*Exercise*: Report each line of the records below that contains the word "dark". Case counts.

*Dataset records on object locations*:
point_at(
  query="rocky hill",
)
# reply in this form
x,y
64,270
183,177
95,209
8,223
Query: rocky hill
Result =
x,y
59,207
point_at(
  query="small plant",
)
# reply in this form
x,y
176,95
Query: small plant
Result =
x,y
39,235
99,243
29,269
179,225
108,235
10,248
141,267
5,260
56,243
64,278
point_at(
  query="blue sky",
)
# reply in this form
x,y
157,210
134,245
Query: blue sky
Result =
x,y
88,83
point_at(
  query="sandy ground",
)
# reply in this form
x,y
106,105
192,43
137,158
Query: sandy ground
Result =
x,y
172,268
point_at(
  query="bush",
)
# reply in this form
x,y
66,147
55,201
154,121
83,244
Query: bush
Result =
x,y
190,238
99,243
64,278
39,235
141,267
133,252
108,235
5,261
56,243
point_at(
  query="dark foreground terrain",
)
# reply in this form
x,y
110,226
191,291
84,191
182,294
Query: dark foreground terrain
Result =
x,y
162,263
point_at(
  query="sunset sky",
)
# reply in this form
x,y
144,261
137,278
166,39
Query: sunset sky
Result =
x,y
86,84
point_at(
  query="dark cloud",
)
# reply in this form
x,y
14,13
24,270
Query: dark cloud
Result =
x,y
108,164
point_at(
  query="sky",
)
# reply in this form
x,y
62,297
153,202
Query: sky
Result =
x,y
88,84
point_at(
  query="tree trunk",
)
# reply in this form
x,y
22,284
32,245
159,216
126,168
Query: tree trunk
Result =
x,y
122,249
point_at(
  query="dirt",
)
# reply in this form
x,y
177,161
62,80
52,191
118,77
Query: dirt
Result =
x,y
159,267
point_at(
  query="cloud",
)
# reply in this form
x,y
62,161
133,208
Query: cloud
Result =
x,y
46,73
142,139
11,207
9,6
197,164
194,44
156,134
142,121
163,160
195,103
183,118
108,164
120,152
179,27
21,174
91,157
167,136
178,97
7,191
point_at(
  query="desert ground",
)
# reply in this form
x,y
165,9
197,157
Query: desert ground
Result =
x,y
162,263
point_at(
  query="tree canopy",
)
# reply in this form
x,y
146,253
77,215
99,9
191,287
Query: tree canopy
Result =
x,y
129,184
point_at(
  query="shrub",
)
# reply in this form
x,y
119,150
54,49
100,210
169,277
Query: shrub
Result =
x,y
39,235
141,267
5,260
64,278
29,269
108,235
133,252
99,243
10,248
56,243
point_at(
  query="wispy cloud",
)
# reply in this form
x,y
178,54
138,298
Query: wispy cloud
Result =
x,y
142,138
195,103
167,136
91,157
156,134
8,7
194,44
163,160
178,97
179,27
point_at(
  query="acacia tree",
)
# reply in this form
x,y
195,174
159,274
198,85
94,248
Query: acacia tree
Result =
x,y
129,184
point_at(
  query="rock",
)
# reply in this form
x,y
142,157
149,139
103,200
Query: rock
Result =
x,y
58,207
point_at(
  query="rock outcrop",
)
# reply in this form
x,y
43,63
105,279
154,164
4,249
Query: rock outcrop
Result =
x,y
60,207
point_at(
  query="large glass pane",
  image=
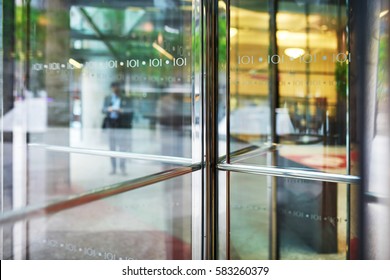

*Written reply*:
  query="dark foreground terrain",
Query: dark foreground terrain
  query="dark cloud",
Query: dark cloud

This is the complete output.